= Beginning of Section =

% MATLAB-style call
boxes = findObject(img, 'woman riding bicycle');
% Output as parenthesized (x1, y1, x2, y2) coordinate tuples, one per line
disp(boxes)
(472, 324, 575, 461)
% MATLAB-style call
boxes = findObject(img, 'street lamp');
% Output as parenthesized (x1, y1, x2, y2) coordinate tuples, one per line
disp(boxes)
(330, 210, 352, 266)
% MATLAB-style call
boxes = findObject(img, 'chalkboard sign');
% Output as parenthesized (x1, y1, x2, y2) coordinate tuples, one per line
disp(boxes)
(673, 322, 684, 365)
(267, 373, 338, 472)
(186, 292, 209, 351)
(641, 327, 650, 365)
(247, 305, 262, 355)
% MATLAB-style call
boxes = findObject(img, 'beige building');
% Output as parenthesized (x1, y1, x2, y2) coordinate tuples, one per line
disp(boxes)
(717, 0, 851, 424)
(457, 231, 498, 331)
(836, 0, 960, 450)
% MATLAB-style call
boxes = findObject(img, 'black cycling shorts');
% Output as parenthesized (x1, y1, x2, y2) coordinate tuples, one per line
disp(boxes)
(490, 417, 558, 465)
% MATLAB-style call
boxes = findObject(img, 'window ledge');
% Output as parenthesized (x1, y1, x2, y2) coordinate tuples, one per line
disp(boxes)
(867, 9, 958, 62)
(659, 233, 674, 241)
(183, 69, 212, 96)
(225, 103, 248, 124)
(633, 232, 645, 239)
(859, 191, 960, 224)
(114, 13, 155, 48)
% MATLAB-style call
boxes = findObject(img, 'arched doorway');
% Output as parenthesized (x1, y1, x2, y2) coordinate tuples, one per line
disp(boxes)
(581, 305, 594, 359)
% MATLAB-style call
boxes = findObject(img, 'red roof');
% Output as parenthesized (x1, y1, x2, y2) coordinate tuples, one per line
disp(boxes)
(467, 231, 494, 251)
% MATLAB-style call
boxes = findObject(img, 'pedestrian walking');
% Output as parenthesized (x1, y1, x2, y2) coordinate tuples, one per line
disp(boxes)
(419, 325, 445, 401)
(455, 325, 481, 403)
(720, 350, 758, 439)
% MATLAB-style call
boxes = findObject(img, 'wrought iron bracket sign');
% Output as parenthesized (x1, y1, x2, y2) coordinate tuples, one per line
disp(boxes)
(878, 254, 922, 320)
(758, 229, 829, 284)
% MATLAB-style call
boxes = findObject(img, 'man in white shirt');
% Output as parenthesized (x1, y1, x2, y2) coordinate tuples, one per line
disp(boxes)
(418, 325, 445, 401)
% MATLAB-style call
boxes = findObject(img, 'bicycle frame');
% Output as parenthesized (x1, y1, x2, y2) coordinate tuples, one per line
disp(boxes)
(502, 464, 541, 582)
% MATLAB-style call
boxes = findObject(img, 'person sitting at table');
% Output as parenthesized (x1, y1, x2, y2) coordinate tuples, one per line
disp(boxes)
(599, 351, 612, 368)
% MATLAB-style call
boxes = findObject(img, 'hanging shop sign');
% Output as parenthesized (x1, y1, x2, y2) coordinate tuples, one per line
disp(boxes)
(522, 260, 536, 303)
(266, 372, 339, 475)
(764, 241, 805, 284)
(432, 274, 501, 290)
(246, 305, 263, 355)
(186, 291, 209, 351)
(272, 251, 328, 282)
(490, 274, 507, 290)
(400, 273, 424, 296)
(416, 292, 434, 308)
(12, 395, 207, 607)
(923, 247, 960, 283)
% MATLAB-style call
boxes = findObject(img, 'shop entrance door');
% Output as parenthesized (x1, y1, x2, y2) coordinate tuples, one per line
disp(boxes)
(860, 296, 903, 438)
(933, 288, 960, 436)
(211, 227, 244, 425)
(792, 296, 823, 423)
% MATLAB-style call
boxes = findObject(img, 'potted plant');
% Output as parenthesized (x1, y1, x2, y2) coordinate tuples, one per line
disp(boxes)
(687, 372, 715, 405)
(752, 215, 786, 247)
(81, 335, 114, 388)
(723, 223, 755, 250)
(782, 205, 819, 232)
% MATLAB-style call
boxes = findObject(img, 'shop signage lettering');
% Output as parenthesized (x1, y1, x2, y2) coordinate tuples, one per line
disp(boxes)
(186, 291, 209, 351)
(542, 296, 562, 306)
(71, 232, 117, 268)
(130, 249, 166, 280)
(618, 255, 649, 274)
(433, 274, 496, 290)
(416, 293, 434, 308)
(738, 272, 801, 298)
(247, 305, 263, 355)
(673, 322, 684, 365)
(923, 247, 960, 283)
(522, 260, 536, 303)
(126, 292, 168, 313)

= End of Section =

:: Exercise prompt ::
Without altering a single word, reproduce the entries above.

:: Answer below ::
% MATLAB-style call
boxes = findObject(img, 'woman riding bicycle');
% Output as parenthesized (x1, y1, x2, y2) coordinate tuples, one per line
disp(boxes)
(472, 324, 575, 461)
% MATLAB-style call
boxes = findObject(img, 'street lamp');
% Output as parenthesized (x1, y1, x2, y2) coordinate tuples, one per line
disp(boxes)
(330, 210, 352, 266)
% MATLAB-style call
boxes = findObject(img, 'chalkboard sign');
% Output as parenthesized (x1, y1, x2, y2) coordinate tuples, one per line
disp(boxes)
(673, 322, 684, 365)
(267, 373, 338, 472)
(186, 292, 209, 351)
(641, 327, 650, 365)
(247, 305, 262, 355)
% MATLAB-style call
boxes = findObject(img, 'beige building');
% Output as parenthesized (x1, y1, x2, y2) coordinate tuples, one per line
disp(boxes)
(717, 0, 851, 424)
(457, 231, 498, 331)
(836, 0, 960, 450)
% MATLAB-style call
boxes = findObject(img, 'black cycling shorts');
% Output as parenthesized (x1, y1, x2, y2) coordinate tuples, one per line
disp(boxes)
(490, 417, 558, 465)
% MATLAB-style call
boxes = findObject(img, 'window ledge');
% Output as parenthesized (x1, y1, x2, y2) coordinate tuples, one per line
disp(boxes)
(867, 9, 958, 62)
(659, 233, 674, 241)
(183, 69, 212, 96)
(225, 103, 248, 124)
(633, 232, 645, 239)
(859, 191, 960, 224)
(114, 13, 155, 48)
% MATLAB-style call
boxes = findObject(img, 'arched doorway');
% Output as parenthesized (x1, y1, x2, y2) coordinate tuples, one per line
disp(boxes)
(581, 305, 594, 359)
% MATLAB-style call
boxes = findObject(img, 'red roof');
% Output as parenthesized (x1, y1, x2, y2) coordinate tuples, one per line
disp(boxes)
(467, 231, 494, 251)
% MATLAB-style call
boxes = findObject(img, 'pedestrian walking');
% Output as parenthesized (x1, y1, x2, y2) coordinate tuples, one per line
disp(boxes)
(419, 325, 445, 401)
(455, 325, 481, 403)
(720, 350, 758, 439)
% MATLAB-style call
boxes = findObject(img, 'wrought iron bracket sign');
% Output as parenthesized (x1, y1, x2, y2) coordinate tuples, one per line
disp(boxes)
(878, 254, 922, 320)
(758, 229, 829, 284)
% MATLAB-style call
boxes = findObject(img, 'man in white shirt');
% Output as parenthesized (x1, y1, x2, y2) coordinate tuples, one per line
disp(boxes)
(418, 325, 445, 401)
% MATLAB-style call
boxes = findObject(img, 'bicycle frame');
% Output as parenthesized (x1, y1, x2, y2) coordinate tuples, one per line
disp(boxes)
(502, 464, 541, 582)
% MATLAB-style call
boxes = findObject(img, 'person sitting at table');
% Output as parenthesized (x1, y1, x2, y2) coordinate tuples, one per line
disp(boxes)
(599, 351, 612, 368)
% MATLAB-style call
boxes = findObject(img, 'hanging shop sign');
% Output as parenthesized (x1, y1, x2, y2) coordinate tuples, one per line
disp(boxes)
(522, 260, 536, 303)
(266, 372, 339, 475)
(764, 241, 805, 284)
(432, 274, 501, 290)
(246, 305, 263, 355)
(186, 291, 209, 351)
(272, 251, 328, 282)
(490, 274, 507, 290)
(400, 273, 424, 296)
(416, 292, 434, 308)
(12, 395, 207, 607)
(923, 247, 960, 283)
% MATLAB-style call
boxes = findObject(img, 'shop entrance door');
% Output as parenthesized (x1, y1, x2, y2) coordinate tuples, one per line
disp(boxes)
(860, 296, 903, 438)
(933, 288, 960, 436)
(211, 227, 244, 425)
(792, 296, 823, 423)
% MATLAB-style call
boxes = findObject(img, 'potted plant');
% Output as parenthesized (x1, y1, x2, y2) coordinate tuples, one per line
disp(boxes)
(687, 372, 715, 405)
(752, 215, 786, 247)
(81, 335, 114, 388)
(723, 223, 755, 250)
(782, 205, 819, 232)
% MATLAB-style call
boxes = findObject(img, 'shop signage lettering');
% Output as parenthesized (x1, y1, x2, y2) coordinate tuples, one per line
disp(boxes)
(186, 291, 209, 351)
(542, 296, 562, 306)
(71, 232, 117, 268)
(130, 249, 166, 280)
(618, 255, 649, 274)
(433, 274, 496, 290)
(416, 293, 434, 308)
(738, 272, 801, 298)
(247, 305, 263, 355)
(673, 322, 684, 365)
(923, 247, 960, 283)
(522, 260, 536, 303)
(126, 292, 168, 313)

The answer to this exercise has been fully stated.